PASSAGE:
****************
Mr. Squyres and several NASA and JPL associates address the camera directly in live-action footage. They recall the advent, engineering, construction and testing of the Rovers. An early comment by Mr. Squyres, likening them to origami, prepares us in a disarming way for the glimpses of how panels and instruments are tucked into the machine, awaiting the unfoldings that will make them effective explorers once they reach Mars. The live-action highlights also include a stunning sequence testing chutes in an air tunnel and the obligatory, theater-rumbling liftoff at Cape Canaveral.

Animation accounts for the aspects of the flights and the Martian jaunts that still defy the photographic capacities of space vehicles or the cameras installed in the Rovers. That leaves plenty of room for imaginative enhancement, especially when visualizing the final descents toward the Martian surface and the bouncing slowdowns achieved by the air bags that cushion the impact and then roll the Rover bundles to a gradual standstill. Mr. Butler and editor Nancy Baker orchestrate the animation and live-action expertly when intercutting the landing simulations with the reactions at Mission Control, where a suspenseful vigil gives way to relief and exultation.
****************
GIVEN RECORDS:
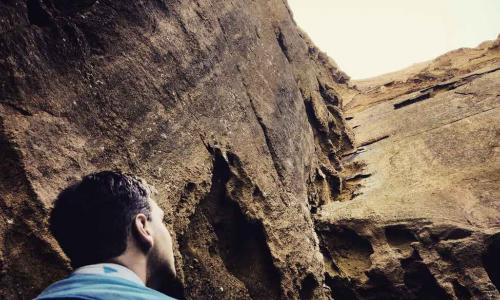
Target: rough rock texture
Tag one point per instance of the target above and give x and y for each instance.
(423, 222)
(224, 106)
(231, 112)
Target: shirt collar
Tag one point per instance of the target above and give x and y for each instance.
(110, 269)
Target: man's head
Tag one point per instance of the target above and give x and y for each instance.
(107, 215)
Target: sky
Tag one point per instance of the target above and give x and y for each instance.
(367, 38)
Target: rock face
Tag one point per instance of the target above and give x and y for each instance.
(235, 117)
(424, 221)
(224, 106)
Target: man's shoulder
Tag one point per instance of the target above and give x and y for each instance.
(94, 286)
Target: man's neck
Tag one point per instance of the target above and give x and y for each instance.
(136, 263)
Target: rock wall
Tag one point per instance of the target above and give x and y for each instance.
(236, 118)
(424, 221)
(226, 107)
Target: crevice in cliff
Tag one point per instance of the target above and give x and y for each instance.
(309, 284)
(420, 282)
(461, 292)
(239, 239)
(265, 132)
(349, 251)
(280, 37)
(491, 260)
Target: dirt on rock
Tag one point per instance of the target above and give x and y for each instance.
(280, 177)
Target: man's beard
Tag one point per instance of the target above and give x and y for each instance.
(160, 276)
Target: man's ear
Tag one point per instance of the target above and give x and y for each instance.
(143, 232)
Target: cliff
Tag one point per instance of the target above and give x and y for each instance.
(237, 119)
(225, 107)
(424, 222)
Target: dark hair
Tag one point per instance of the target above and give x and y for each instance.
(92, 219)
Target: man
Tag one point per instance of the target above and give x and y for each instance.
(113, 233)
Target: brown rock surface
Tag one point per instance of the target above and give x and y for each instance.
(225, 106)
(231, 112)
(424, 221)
****************
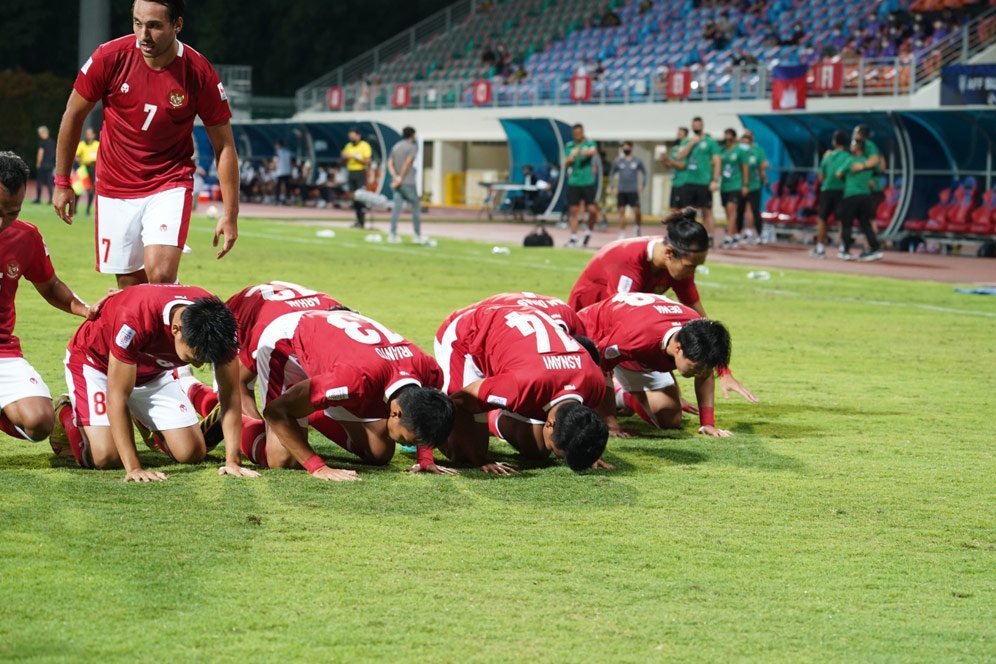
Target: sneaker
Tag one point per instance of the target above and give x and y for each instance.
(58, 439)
****************
PROBLEM SET:
1. Translate this sentence from the passage about the Mars Rovers film into Spanish: "They recall the advent, engineering, construction and testing of the Rovers."
2. Count the lines of the records that contain the string "rock", treating uppercase and lowercase as different, and give only the number.

THE RESULTS:
1. Recuerdan el surgimiento, la ingeniería, la construcción y las pruebas de los Rovers.

2. 5